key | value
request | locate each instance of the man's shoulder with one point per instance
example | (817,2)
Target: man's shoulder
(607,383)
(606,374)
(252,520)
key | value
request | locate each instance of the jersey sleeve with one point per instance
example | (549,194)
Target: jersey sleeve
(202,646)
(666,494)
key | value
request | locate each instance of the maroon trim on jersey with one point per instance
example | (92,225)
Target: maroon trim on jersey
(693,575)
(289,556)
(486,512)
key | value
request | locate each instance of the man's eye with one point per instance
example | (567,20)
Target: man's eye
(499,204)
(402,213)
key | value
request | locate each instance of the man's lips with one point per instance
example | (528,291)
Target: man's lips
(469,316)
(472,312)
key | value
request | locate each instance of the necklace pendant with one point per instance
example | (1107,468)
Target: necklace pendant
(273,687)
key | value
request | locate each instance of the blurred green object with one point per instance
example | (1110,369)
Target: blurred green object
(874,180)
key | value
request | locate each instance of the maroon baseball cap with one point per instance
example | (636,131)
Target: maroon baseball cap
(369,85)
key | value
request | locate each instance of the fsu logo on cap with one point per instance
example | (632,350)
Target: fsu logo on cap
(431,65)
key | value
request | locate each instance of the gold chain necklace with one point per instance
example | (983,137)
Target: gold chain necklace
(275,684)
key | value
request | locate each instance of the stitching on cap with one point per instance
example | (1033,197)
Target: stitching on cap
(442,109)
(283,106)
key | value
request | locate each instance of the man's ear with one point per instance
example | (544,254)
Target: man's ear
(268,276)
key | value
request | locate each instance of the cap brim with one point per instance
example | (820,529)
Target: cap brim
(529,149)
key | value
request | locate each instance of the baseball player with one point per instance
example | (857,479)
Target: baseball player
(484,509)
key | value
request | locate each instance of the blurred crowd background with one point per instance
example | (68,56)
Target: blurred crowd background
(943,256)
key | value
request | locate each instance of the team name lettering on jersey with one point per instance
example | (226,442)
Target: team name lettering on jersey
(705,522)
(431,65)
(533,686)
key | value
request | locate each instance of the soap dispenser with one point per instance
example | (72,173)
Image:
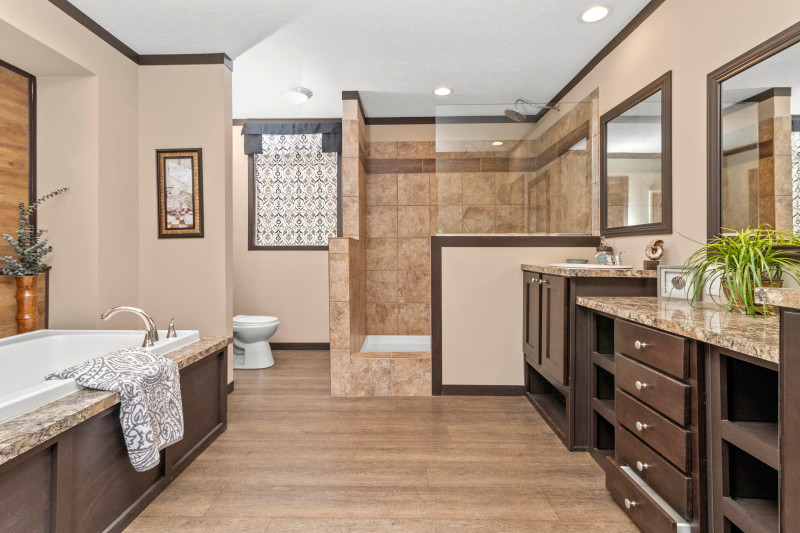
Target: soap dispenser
(604,253)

**Brief**
Find every line in the data above that contains the string "pendant" and copy those lines out. Treat uppercase and lowercase as different.

**Response to the exercise**
request | locate each instance of the necklace pendant with one point per instance
Target: necklace pendant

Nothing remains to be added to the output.